*** Text passage Section Begins ***

Genpact (NYSE: G): A BPM Operator at 9× Earnings After a 31% Drop

Genpact (NYSE: G): A BPM Operator at 9× Earnings After a 31% Drop

Genpact Limited (NYSE: G) passes all three hard screening criteria — three consecutive years of ROE above 15% (FY2023–FY2025), consistently growing free cash flow ($435M → $735M), and a trailing P/E of 8.93× representing a 47% discount to its own five-year average of 18×. The stock is down 31% year-to-date after Q1 2026 earnings that beat consensus but delivered cautious Q2 guidance. Key risks include a 62% spike in short interest to 7.78% of float, unquantified regulatory litigation in India, and minimal insider ownership. Q2 2026 earnings (est. August 4–6) are the primary near-term verification point.

*** Text passage Section Ends ***

(Prompt a)
In the Genpact passage, what trailing P/E does the stock have?

*** Source data Section Begins ***

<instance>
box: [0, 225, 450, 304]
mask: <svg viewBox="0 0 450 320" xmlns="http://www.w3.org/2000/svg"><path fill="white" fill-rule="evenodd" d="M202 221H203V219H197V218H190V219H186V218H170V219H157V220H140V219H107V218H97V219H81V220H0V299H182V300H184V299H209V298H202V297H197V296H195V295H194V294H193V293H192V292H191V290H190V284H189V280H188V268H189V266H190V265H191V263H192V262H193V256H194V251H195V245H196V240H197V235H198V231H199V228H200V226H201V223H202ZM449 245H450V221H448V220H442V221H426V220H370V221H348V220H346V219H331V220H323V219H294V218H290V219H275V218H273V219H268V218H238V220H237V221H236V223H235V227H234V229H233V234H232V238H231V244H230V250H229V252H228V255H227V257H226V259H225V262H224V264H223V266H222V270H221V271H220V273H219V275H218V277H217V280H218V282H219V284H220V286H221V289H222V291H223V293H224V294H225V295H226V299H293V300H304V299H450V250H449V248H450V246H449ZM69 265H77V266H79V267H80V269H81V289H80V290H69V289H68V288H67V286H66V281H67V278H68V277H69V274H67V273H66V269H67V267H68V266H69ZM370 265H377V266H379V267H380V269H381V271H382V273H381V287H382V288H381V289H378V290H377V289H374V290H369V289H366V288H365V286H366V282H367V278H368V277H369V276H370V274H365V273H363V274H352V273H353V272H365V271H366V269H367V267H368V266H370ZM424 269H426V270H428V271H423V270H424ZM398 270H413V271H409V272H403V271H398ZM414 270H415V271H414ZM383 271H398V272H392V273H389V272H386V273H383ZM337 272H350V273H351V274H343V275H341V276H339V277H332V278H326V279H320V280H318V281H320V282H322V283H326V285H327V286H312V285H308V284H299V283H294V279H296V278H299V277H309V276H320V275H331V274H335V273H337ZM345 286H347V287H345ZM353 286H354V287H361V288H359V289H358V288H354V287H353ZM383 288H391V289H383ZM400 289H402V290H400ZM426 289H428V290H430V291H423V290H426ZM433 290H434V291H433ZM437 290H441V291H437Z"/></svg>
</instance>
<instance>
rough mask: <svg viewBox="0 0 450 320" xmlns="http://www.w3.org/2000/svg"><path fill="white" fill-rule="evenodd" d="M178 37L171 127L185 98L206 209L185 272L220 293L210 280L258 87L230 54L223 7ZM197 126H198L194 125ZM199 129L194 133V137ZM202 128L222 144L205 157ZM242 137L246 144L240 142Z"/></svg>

*** Source data Section Ends ***

(Prompt b)
Convert the entries from the line containing "</instance>" through the end of the entries into a Markdown table with columns n (row number) and Line, omitting blank lines.

(Worked solution a)
8.93×

(Worked solution b)
| n | Line |
|---|---|
| 1 | </instance> |
| 2 | <instance> |
| 3 | rough mask: <svg viewBox="0 0 450 320" xmlns="http://www.w3.org/2000/svg"><path fill="white" fill-rule="evenodd" d="M178 37L171 127L185 98L206 209L185 272L220 293L210 280L258 87L230 54L223 7ZM197 126H198L194 125ZM199 129L194 133V137ZM202 128L222 144L205 157ZM242 137L246 144L240 142Z"/></svg> |